* Data shown

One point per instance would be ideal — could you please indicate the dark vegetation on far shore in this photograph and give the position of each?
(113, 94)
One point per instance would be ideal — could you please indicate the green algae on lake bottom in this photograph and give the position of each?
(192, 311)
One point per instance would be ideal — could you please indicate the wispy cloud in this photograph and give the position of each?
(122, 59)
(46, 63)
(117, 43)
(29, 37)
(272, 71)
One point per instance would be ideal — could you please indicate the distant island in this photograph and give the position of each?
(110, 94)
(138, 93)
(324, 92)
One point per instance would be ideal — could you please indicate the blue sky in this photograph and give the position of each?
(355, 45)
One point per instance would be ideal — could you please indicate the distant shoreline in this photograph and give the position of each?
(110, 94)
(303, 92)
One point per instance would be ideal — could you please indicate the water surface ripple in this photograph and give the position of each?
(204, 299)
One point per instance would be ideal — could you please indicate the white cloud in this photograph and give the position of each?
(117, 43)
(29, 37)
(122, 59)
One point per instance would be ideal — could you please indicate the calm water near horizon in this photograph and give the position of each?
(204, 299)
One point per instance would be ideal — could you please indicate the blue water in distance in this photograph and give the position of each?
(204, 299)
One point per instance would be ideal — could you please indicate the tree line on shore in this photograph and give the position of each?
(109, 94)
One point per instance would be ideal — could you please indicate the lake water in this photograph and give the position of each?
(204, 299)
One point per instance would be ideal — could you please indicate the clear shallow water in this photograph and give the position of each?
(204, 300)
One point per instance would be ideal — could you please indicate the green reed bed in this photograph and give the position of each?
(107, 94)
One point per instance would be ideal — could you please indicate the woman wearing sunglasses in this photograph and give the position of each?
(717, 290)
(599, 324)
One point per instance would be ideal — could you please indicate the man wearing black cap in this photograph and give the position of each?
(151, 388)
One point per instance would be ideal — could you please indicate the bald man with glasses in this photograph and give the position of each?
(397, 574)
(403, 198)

* What is required
Print each entry above again, exactly as it was given.

* Response area
One point per instance would be ideal — could you please indicate the dark vegetation on far shore in this photograph and give the position of each?
(113, 94)
One point per instance would be ideal — could you please indicate the green algae on lake bottom in this photograph and give the position of each?
(192, 311)
One point per instance would be ideal — could you please indicate the wispy cloud in this photograph and give the position of each?
(122, 59)
(46, 63)
(117, 43)
(29, 37)
(272, 71)
One point per instance would be ideal — could you please indicate the distant island in this photograph and give the position of each?
(110, 94)
(138, 93)
(324, 92)
One point per instance would be ideal — could you please indicate the blue sky in this photograph and give the position of each?
(355, 45)
One point per instance would be ideal — could you please indicate the distant shoreline in this photograph and give the position of each?
(110, 94)
(303, 92)
One point per instance would be ideal — could you please indicate the water surface ripple in this photograph and give the position of each?
(204, 299)
One point per instance would be ideal — could you please indicate the white cloud in this photograph and give the position of each?
(117, 43)
(29, 37)
(122, 59)
One point per instance would be ideal — could you please indicate the calm water near horizon in this photograph and give the position of each?
(204, 299)
One point per instance would be ideal — could you please indicate the blue water in distance in this photograph and give the position of each?
(204, 299)
One point per instance would be ideal — could you please indicate the tree line on shore in this photograph and give the position of each?
(109, 94)
One point per instance would be ideal — could you please indicate the lake water in this photograph and give the position of each?
(204, 299)
One point per instance would be ideal — could you please indicate the clear shallow water in this photograph and give the position of each?
(204, 300)
One point per instance would be ideal — could you please indicate the green reed bed in this photograph and give the position of each?
(107, 94)
One point per instance would be ideal — could you please indicate the woman wearing sunglasses in this photograph and give the position of each?
(717, 290)
(599, 324)
One point per instance would be ideal — could you please indicate the man wearing black cap in this photograph and give the position of each?
(151, 388)
One point per instance would be ideal — could you please indicate the bald man with glasses in this photograph and give the position of each?
(397, 574)
(403, 198)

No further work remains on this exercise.